- Activity -
Print every line exactly as it appears in the material below.

- Records to process -
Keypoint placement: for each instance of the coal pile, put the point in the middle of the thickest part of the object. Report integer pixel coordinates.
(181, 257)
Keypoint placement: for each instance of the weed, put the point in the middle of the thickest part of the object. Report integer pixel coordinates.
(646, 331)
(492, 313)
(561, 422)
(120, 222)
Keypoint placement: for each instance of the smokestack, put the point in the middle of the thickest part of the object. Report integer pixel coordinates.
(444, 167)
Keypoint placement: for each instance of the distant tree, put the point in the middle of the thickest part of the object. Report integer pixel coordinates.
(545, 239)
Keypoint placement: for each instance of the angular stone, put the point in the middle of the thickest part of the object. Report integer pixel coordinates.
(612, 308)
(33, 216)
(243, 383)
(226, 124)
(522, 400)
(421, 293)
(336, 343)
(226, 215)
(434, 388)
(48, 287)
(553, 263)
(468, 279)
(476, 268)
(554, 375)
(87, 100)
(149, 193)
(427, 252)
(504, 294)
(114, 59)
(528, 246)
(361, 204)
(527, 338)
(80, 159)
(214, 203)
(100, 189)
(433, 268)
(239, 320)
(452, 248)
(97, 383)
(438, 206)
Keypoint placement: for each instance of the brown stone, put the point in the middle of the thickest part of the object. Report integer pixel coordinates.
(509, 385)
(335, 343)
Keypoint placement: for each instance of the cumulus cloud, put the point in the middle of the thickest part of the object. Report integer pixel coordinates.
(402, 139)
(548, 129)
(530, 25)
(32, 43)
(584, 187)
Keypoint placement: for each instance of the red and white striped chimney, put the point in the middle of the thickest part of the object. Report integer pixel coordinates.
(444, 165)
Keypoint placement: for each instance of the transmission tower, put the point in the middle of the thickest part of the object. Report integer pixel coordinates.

- Solution -
Keypoint placement: for each instance of the coal pile, put the point in the middle of the thickest part of the object. Report integer pixel coordinates.
(181, 257)
Keypoint placement: for each instance of the weed, put the point in the middle of the thickest part of the object. Report integer pixel coordinates.
(646, 331)
(492, 313)
(561, 422)
(120, 222)
Keypoint placement: for each instance of the smokestack, put the point in the middle of the thickest part of the object. Report integer pixel coordinates.
(444, 167)
Keypoint placement: for each instance of the distant tree, put the point in the middle of the thickest part of the object. Report integer pixel coordinates.
(545, 239)
Keypoint placement: for each instance of the angular stone, put the point in the middle of the thickest part of the object. Report integer pixel coordinates.
(612, 308)
(33, 216)
(243, 383)
(226, 124)
(522, 400)
(421, 293)
(336, 343)
(226, 215)
(434, 388)
(48, 287)
(553, 263)
(468, 279)
(476, 268)
(554, 375)
(87, 100)
(149, 193)
(427, 252)
(504, 294)
(114, 59)
(528, 246)
(361, 204)
(527, 338)
(80, 159)
(214, 203)
(100, 189)
(433, 268)
(239, 320)
(452, 248)
(97, 383)
(438, 206)
Keypoint placement: for each instance of the brown stone, put the point in the middle of the thickest part of the object. Report integer pixel coordinates.
(509, 385)
(335, 343)
Keypoint placement: for each instance of the cumulus cloud, put the point in the middle of the thickest part of the object. Report integer pixel coordinates.
(402, 139)
(548, 129)
(530, 25)
(32, 43)
(584, 187)
Keypoint placement: for each instance of the red and white striped chimney, put the point in the middle of the thickest part of the object. Report integer pixel coordinates.
(444, 165)
Keypoint placement: for each instance of the transmission tower, put the point in the middle of the thickest part of the object. Report integer pixel coordinates.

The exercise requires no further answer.